Source passage:
-*-

As we saw on the last subsection, all Pydap objects have a ``data`` attribute that holds a representation of the variable data.
This representation will vary depending on the variable type. 

``BaseType``
************

For the simple ``BaseType`` objects the ``data`` attributes is usually a Numpy array, 
though we can also use a Numpy scalar or Python number:

.. doctest::

    >>> a = BaseType(name='a', data=np.array(1))
    >>> a.data
    array(1)

    >>> b = BaseType(name='b', data=np.arange(4))
    >>> b.data
    array([0, 1, 2, 3])

Note that starting from Pydap 3.2 the datatype is inferred from the input data:

.. doctest::

    >>> a.dtype
    dtype('int64')
    >>> b.dtype
    dtype('int64')

When you *slice* a ``BaseType`` array, the slice is simply passed onto the data attribute. So we may have:

.. doctest::

    >>> b[-1]
    <BaseType with data array(3)>
    >>> b[-1].data
    array(3)
    >>> b[:2]
    <BaseType with data array([0, 1])>
    >>> b[:2].data
    array([0, 1])
    
You can think of a ``BaseType`` object as a thin layer around Numpy arrays, 
until you realize that the ``data`` attribute can be *any* object implementing the array interface!

-*-

Data rows:
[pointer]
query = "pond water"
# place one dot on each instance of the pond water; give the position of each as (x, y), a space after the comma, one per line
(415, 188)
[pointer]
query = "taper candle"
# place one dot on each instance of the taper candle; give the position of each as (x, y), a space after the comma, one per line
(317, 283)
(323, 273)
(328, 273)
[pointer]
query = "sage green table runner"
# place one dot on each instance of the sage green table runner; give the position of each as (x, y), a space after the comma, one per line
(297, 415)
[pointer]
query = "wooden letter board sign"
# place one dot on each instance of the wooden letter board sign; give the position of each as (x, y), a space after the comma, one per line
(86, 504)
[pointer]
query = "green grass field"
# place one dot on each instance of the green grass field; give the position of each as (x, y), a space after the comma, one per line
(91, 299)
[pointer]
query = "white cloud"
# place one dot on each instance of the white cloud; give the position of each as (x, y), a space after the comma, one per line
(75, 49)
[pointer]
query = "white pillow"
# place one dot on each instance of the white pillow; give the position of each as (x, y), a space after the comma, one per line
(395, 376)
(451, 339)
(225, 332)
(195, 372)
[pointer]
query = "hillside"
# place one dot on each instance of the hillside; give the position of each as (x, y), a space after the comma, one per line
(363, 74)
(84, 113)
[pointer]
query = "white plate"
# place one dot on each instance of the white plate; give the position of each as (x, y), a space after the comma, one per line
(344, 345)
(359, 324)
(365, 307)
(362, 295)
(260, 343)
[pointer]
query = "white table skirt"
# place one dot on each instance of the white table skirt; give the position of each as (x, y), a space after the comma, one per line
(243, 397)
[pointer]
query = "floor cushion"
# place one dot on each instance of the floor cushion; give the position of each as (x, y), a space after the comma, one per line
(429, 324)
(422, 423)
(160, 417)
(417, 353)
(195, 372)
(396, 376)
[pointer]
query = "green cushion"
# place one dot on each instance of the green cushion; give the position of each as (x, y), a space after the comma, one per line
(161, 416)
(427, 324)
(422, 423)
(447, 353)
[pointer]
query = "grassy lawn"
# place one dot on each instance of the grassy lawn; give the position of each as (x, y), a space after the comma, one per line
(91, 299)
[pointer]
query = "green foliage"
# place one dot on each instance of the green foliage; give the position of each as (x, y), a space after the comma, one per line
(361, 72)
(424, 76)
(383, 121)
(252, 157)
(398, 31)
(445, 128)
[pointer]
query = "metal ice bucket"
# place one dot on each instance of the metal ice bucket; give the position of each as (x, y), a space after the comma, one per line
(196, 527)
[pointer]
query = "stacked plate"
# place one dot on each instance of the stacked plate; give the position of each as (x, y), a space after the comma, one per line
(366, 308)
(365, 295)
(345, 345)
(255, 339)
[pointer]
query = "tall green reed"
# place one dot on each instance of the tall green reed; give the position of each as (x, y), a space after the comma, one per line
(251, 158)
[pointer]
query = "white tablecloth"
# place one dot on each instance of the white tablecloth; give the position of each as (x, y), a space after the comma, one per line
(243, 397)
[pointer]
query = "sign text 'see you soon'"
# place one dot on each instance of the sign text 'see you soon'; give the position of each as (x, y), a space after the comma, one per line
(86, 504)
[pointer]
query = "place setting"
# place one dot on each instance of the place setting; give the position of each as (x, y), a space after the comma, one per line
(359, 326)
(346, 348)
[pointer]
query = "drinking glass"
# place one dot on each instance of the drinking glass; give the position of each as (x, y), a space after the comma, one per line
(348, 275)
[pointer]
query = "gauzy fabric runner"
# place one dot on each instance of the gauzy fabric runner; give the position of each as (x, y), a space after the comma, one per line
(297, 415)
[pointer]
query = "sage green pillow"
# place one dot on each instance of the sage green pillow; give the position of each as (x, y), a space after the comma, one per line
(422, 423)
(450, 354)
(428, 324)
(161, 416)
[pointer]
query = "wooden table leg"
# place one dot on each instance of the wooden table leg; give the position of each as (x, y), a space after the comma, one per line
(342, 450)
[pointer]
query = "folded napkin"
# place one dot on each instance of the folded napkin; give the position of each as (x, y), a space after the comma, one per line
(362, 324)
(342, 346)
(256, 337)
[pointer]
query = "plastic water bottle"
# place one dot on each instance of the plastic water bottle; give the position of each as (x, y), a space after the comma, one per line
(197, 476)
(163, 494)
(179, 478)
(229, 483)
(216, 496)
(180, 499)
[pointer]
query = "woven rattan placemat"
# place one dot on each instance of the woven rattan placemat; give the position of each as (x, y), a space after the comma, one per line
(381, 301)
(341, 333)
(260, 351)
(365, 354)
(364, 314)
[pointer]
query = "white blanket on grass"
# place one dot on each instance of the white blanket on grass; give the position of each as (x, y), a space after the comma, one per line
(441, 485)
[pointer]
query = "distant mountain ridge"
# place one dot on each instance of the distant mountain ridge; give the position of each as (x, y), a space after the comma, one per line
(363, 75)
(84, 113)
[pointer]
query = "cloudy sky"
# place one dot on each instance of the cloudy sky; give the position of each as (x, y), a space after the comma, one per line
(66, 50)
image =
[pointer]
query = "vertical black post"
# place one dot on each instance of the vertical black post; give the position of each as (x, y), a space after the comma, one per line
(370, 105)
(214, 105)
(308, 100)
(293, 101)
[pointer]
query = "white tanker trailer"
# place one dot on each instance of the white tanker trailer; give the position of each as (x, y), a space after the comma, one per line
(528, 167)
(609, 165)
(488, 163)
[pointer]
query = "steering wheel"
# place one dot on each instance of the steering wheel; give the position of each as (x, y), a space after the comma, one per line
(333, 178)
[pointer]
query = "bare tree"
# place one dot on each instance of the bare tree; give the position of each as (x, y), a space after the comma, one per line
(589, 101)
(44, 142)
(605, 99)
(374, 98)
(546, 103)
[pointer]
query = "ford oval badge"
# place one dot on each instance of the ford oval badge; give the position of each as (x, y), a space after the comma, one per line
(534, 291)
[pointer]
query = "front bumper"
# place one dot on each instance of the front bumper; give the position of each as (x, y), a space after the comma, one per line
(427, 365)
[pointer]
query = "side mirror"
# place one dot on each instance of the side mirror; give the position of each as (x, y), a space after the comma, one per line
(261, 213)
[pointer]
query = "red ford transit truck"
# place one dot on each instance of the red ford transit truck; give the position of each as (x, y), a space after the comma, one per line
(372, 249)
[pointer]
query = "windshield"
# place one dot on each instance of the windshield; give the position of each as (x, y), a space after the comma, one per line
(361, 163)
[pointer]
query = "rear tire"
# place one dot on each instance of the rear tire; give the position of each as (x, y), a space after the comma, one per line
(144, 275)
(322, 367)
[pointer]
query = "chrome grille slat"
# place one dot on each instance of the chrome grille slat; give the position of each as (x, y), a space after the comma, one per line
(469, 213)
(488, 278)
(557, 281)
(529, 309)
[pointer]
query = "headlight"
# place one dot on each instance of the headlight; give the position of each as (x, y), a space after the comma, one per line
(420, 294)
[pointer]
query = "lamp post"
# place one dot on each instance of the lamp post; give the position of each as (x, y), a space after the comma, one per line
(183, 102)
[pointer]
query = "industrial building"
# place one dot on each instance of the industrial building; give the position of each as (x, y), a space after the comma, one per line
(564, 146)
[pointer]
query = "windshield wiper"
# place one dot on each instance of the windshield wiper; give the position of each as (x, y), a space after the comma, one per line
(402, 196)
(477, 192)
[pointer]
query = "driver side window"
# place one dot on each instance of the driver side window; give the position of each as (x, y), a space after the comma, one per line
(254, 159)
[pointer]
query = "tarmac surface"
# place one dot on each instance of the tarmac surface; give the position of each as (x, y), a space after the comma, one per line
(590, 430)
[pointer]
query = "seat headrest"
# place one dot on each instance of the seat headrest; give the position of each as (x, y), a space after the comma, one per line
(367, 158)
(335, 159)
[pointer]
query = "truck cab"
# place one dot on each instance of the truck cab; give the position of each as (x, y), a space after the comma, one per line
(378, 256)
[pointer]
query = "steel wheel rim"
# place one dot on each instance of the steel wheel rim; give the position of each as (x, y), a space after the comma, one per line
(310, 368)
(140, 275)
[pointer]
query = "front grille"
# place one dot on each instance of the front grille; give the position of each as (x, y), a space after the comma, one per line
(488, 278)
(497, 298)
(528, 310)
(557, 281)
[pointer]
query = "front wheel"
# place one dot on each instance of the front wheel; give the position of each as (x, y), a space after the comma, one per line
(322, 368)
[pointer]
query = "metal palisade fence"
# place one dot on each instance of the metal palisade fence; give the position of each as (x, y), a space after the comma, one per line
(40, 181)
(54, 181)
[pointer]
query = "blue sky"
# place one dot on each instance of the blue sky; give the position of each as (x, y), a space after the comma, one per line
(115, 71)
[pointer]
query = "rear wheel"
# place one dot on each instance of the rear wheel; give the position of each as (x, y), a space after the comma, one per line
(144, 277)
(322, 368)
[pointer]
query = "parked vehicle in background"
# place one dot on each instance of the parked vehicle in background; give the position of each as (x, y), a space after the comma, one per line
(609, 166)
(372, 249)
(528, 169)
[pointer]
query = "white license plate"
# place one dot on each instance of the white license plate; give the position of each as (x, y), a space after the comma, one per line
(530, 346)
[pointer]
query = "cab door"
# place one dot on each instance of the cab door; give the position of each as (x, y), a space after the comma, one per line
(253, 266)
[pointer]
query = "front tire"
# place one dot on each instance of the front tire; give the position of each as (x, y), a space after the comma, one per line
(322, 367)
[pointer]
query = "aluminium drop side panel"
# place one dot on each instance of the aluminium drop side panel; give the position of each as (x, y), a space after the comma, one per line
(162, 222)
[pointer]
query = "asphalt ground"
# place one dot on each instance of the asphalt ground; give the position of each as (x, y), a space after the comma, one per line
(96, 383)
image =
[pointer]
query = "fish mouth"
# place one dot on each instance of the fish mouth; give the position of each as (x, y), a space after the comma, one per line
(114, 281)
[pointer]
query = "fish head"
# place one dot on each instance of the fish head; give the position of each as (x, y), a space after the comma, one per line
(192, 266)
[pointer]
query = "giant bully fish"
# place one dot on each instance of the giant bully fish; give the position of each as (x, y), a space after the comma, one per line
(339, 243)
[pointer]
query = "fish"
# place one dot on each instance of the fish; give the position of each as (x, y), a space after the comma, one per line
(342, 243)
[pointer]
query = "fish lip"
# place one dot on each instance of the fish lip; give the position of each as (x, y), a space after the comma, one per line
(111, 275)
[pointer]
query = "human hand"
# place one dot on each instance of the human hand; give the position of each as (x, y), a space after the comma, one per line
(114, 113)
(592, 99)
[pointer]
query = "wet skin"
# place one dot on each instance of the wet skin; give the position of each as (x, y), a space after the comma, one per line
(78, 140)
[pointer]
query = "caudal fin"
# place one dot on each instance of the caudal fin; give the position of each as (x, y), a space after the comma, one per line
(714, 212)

-*-

Written request: Extend the Pydap data attribute passage, starting after its final sentence about the array interface.

Reply:
This is how the DAP client works -- instead of assigning an array with data directly to the attribute, 
we assign a special object which behaves like an array and acts as a *proxy* to a remote dataset. 

Here's an example:

.. doctest::

    >>> from pydap.handlers.dap import BaseProxy
    >>> pseudo_array = BaseProxy(
    ...         'http://test.opendap.org/dap/data/nc/coads_climatology.nc',
    ...         'SST.SST',
    ...         np.float64,
    ...         (12, 90, 180))
    >>> print(pseudo_array[0, 10:14, 10:14])  # download the corresponding data #doctest: +SKIP
    [[[ -1.26285708e+00  -9.99999979e+33  -9.99999979e+33  -9.99999979e+33]
      [ -7.69166648e-01  -7.79999971e-01  -6.75454497e-01  -5.95714271e-01]
      [  1.28333330e-01  -5.00000156e-02  -6.36363626e-02  -1.41666666e-01]
      [  6.38000011e-01   8.95384610e-01   7.21666634e-01   8.10000002e-01]]]
    
In the example above, the data is only downloaded in the last line, when the pseudo array is sliced. The object will construct the appropriate DAP URL, request the data, unpack it and return a Numpy array. 

``StructureType``
*****************

A ``StructureType`` holds no data; instead, its ``data`` attribute is a property that collects data from the children variables:

.. doctest::

    >>> s = StructureType(name='s')
    >>> s[a.name] = a
    >>> s[b.name] = b
    >>> a.data
    array(1)
    >>> b.data
    array([0, 1, 2, 3])
    >>> print(s.data)
    [array(1), array([0, 1, 2, 3])]

The opposite is also true; it's possible to specify the structure data and have it propagated to the children:

.. doctest::

    >>> s.data = (1, 2)
    >>> print(s.a.data)
    1
    >>> print(s.b.data)
    2

The same is true for objects of ``DatasetType``, since the dataset is simply the root structure.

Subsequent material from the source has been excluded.